● Data for this exercise
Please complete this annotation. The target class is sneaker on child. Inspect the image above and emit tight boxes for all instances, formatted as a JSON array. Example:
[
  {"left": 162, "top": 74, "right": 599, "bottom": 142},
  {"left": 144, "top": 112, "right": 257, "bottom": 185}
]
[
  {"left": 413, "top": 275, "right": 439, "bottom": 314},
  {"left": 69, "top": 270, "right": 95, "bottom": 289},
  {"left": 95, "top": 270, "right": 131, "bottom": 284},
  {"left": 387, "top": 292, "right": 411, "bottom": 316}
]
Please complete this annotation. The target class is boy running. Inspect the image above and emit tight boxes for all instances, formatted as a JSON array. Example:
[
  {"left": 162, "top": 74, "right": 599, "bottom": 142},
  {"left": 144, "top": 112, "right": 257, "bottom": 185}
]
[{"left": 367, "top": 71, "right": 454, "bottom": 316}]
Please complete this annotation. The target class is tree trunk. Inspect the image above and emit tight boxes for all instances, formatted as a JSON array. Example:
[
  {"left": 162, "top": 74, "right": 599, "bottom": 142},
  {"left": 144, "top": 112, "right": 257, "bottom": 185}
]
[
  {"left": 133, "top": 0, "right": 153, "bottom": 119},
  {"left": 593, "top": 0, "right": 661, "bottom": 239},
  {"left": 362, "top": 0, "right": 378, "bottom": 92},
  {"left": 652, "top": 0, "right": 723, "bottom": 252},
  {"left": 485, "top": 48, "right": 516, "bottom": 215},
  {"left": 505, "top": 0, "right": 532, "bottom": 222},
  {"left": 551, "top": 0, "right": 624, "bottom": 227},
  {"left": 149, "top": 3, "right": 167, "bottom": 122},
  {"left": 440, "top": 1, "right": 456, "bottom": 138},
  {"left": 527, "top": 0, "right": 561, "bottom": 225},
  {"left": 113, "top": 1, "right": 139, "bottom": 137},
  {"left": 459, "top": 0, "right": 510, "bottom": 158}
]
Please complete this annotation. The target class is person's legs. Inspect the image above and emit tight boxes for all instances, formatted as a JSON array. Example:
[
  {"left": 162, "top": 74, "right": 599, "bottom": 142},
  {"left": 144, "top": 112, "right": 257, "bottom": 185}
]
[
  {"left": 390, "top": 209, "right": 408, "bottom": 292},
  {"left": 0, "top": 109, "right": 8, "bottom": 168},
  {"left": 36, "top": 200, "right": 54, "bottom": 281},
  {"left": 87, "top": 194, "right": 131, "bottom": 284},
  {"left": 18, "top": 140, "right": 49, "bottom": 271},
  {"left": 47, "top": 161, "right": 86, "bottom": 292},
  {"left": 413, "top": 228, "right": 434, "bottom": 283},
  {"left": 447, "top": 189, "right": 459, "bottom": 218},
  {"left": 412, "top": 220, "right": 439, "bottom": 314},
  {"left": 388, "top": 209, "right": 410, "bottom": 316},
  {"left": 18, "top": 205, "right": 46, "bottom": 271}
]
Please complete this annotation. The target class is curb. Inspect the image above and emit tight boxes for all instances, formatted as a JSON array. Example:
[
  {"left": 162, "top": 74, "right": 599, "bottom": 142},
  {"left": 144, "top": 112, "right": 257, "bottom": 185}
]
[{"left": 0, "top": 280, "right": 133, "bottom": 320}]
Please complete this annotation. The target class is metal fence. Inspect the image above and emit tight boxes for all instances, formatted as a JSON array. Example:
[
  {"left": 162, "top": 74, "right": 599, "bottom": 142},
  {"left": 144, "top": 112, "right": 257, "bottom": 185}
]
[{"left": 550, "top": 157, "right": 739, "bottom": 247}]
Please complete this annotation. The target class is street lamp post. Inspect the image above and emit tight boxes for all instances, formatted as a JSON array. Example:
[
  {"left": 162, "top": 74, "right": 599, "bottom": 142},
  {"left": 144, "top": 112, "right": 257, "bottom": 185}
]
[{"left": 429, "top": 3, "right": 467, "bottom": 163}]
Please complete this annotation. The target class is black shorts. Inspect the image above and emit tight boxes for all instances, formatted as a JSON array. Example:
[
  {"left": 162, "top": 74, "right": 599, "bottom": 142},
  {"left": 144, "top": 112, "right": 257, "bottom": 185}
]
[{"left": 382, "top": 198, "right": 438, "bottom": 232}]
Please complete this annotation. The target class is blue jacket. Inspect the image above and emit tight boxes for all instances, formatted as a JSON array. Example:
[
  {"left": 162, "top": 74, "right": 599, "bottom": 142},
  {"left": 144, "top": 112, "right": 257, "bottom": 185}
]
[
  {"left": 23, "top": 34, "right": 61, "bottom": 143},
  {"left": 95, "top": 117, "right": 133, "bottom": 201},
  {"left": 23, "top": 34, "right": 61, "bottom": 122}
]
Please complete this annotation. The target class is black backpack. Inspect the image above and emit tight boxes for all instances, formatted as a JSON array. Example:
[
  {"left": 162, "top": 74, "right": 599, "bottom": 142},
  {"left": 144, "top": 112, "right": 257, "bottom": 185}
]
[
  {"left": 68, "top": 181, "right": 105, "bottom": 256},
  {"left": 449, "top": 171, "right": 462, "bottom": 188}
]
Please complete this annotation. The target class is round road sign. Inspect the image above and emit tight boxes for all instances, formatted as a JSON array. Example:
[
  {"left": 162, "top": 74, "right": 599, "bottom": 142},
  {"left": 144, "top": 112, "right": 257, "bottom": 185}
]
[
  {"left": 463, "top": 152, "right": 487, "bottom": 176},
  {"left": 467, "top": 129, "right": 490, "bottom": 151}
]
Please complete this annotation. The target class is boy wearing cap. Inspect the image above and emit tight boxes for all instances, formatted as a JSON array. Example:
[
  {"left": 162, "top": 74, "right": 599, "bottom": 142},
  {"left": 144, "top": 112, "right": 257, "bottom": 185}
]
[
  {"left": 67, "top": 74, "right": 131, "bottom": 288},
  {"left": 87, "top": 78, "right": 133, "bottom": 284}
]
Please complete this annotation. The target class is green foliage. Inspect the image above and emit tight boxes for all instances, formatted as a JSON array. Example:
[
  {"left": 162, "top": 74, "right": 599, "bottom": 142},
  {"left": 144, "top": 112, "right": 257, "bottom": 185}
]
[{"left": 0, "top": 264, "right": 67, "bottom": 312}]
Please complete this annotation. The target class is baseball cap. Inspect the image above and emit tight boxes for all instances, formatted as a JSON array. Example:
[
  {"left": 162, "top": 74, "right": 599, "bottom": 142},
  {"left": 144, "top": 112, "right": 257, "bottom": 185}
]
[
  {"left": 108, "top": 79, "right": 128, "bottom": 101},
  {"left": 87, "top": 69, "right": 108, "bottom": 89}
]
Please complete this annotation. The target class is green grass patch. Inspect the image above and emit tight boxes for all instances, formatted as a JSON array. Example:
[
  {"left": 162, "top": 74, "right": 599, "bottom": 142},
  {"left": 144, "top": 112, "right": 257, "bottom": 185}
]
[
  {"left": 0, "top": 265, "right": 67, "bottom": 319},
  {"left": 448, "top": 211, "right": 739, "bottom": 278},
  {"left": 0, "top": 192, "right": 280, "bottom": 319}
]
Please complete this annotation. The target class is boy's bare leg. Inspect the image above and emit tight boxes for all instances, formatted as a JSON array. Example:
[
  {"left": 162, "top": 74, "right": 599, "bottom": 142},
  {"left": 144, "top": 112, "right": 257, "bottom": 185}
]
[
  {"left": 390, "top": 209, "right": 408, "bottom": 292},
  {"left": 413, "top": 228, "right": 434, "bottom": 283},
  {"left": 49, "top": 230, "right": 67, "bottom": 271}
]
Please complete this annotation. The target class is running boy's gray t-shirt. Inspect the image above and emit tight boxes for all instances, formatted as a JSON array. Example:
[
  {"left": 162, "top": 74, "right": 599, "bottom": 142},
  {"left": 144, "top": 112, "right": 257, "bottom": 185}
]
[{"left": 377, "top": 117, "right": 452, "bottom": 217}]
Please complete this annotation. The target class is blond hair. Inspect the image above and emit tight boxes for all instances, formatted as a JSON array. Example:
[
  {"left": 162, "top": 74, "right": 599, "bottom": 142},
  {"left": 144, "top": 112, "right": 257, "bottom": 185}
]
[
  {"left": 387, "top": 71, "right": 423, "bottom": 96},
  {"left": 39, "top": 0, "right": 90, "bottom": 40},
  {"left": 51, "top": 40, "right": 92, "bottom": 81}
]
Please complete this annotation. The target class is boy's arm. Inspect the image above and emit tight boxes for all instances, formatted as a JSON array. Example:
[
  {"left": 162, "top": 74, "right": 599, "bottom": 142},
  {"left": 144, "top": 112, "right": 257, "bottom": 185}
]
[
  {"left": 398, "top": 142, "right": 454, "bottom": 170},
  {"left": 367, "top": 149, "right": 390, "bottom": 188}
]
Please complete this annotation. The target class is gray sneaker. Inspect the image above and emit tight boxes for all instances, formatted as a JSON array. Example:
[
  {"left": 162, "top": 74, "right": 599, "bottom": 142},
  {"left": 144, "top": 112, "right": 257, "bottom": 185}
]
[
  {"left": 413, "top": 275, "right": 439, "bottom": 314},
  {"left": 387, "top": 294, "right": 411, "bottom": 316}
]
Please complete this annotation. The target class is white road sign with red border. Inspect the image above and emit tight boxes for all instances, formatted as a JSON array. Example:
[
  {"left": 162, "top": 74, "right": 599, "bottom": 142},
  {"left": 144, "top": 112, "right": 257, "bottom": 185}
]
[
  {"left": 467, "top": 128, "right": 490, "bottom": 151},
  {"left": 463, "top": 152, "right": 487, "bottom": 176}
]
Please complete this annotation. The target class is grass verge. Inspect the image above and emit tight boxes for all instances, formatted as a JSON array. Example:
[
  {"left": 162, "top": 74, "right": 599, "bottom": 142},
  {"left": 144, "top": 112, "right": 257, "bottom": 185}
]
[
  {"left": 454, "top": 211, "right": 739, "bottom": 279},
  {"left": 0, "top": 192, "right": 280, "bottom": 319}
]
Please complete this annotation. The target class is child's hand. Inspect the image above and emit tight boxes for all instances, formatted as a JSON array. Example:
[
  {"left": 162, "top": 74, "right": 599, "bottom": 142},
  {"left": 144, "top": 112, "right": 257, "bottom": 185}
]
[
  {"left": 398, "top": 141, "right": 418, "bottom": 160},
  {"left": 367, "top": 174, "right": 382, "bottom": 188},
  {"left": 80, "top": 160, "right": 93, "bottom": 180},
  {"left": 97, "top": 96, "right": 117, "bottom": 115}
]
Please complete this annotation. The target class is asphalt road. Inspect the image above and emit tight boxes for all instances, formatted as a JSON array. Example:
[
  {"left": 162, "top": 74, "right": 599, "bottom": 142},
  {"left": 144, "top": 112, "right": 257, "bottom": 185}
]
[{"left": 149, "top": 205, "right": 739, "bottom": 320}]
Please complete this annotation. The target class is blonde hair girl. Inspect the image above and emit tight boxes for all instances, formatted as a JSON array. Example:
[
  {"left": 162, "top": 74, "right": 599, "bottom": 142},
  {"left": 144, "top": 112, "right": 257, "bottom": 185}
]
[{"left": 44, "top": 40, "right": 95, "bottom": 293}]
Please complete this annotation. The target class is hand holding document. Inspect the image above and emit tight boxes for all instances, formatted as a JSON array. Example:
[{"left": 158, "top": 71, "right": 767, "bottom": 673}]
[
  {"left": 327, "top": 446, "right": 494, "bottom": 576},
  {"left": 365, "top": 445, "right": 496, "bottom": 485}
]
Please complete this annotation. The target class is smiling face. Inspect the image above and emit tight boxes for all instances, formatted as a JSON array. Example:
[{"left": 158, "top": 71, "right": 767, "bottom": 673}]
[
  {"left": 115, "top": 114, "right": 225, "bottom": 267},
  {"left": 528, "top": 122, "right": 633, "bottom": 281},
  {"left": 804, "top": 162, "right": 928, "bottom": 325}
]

● Task description
Starting at the line that contains "Please complete this annotation. The target class is hand" and continuing through the last line of the data above, turn each line into an entry of a numbered list. Leave out any blank lines.

● Written reply
1. Please complete this annotation. The target class is hand holding document. Inspect the image above and emit tight boxes for all instances, formatted as a JSON array. Example:
2. [{"left": 158, "top": 71, "right": 767, "bottom": 673}]
3. [
4.   {"left": 327, "top": 446, "right": 494, "bottom": 576},
5.   {"left": 365, "top": 445, "right": 496, "bottom": 485}
6. ]
7. Please complete this annotation. The target class is smiling face. Inspect the image above and emit tight boxes for all instances, formatted as a JSON array. Example:
8. [{"left": 158, "top": 71, "right": 767, "bottom": 673}]
9. [
10.   {"left": 115, "top": 114, "right": 225, "bottom": 267},
11.   {"left": 528, "top": 122, "right": 633, "bottom": 281},
12.   {"left": 804, "top": 162, "right": 928, "bottom": 325}
13. ]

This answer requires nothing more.